§ **Instrução dada**:
Dê continuidade à entrevista sobre o bicentenário da Independência do Brasil, começando logo após a última frase do trecho apresentado.

§ **Trecho apresentado**:
───
Wederson de Souza Gomes, Assistente de Comunicação da Revista Almanack, Doutor em História pela UFOP, Ouro Preto, MG, Brasil.
[WEDERSON DE SOUZA GOMES] O bicentenário da Independência do Brasil tem evidenciado a participação das mulheres no contexto da separação política entre os reinos de Brasil e Portugal. Qual a sua visão sobre a historiografia acerca da participação das mulheres naquele contexto?
[ANDREA SLEMIAN] O bicentenário tem produzido alterações na historiografia da independência e também algumas alterações na memória oficial da independência. Uma memória que é bastante sedimentada, que, inclusive, foi recriada em alguns momentos da história, mas sempre marcada por uma leitura oficial e oficiosa que se alicerça na ausência de um processo revolucionário, bem como da participação popular, reforçando que a ruptura foi uma alternativa conservadora. O tema das mulheres tem ganhado protagonismo na produção historiográfica e as releituras das independências, as novas formas de compreensão do processo, têm evidenciado a participação de diferentes partes do corpo social, tais como mulheres, afrodescendentes e indígenas. Isso é facilmente percebido nas chamadas que envolvem o bicentenário, cujo material de divulgação busca explicitar outras nuances. Títulos como ‘outros 200’, ‘outra independência’, ‘independências’ e ‘decolonização’ são exemplos das novas abordagens sobre o tema. A valorização do papel das mulheres no contexto da independência se insere nessa ampla conjuntura de transformações e questionamentos acerca da narrativa oficial que se consolidou no imaginário social brasileiro. De certa forma, o tema Independência do Brasil não fala apenas sobre o passado da nação, fala do também do nosso presente enquanto nação, da constituição do Estado do Brasil e todas as questões concernentes que atravessam esse complexo debate.
───
§ **Material fornecido**:
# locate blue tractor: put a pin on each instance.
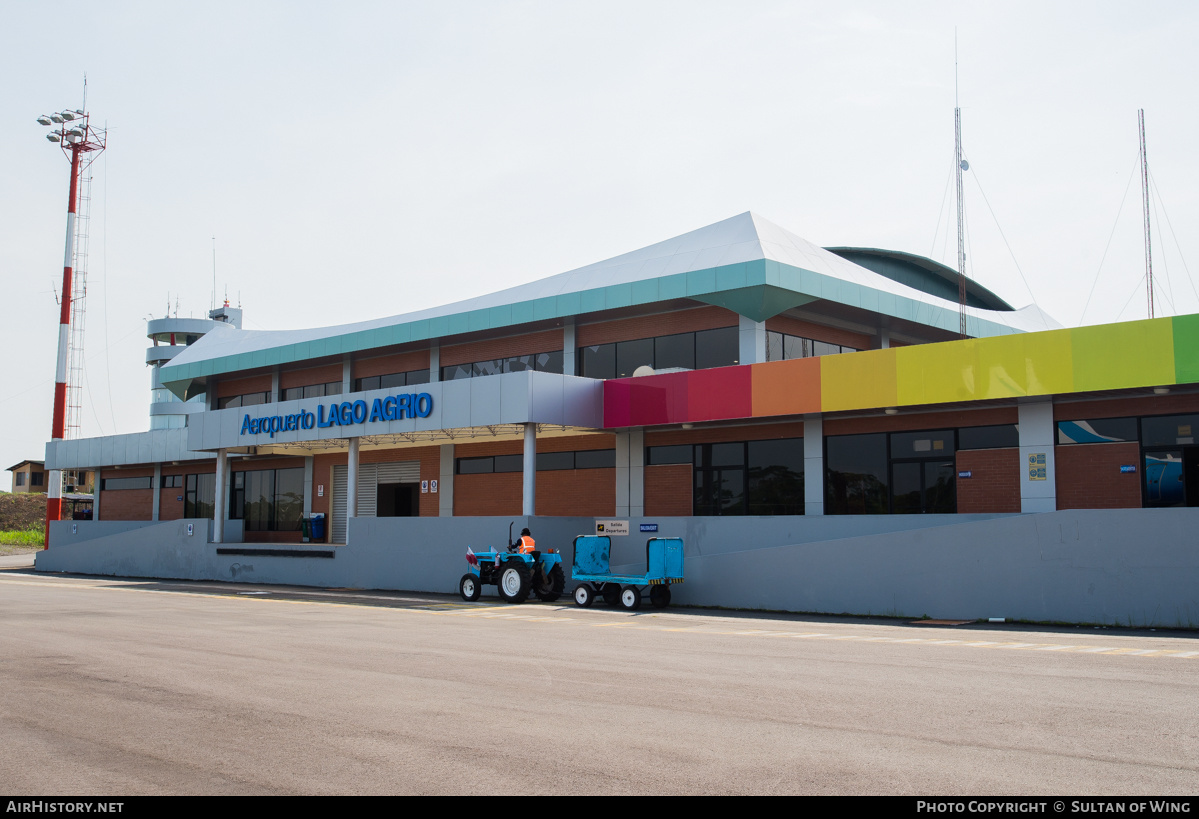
───
§ **Resposta à tarefa**:
Figura 1. Jules Antoine Vauthier. Leopoldina, Arquiduqueza d’Austria. Princeza Real do Reino Unido de Portugal Brazil e Algarves, 1817.
[WSG] A história da independência costuma enfatizar o papel da Maria Leopoldina ao tratar do papel das mulheres na independência. Quais os outros caminhos possíveis de abordagens para pensar o papel das cidadãs?
[AS] O caso da Leopoldina é bastante interessante, haja vista que ela se insere na famosa tríade dos acontecimentos da independência, estando ao lado de D. Pedro I e José Bonifácio de Andrada. Um aspecto curioso das produções audiovisuais sobre o tema é de que a ruptura política com Portugal se reduz a um acordo palaciano do qual a Maria Leopoldina fez parte. Portanto, a visão da Leopoldina esquecida no tema da independência é uma frivolidade. Existe outra face desse debate que é o silenciamento e como podemos entender a história das mulheres na temática.
A Leopoldina não foi esquecida no seu protagonismo político, sendo vista como partícipe ativa. No entanto, quando pensamos o papel da imperatriz em uma perspectiva de gênero, fica perceptível que ela não foi tão valorizada como o de outras personagens. A Leopoldina era, naquele contexto, uma mulher, mãe, esposa e estadista e é bastante interessante como ela vai criar e subjetivar seus próprios papéis. Por esse motivo não acredito que ela tenha sido esquecida. Existem formas diferentes de esquecimento, especialmente quando contrastamos com outras personagens. A Maria Quitéria é um exemplo, sobretudo porque ela foi lembrada numa chave valorosa, ocupando o lugar do soldado, sendo inclusive masculinizada. Nesse sentido, falar em cidadãs e falar em mulheres naquele contexto requer que o seu papel seja valorizado, tensionando outras nuanças da atuação dessas mulheres, algo que tem acontecido na produção historiográfica recente.
[WSG] A valorização da participação da mulher na intensa cena pública que se abriu desde o constitucionalismo português, depois da Independência do Brasil, alterou ou pode contribuir para alterar sua condição enquanto sujeito de direito?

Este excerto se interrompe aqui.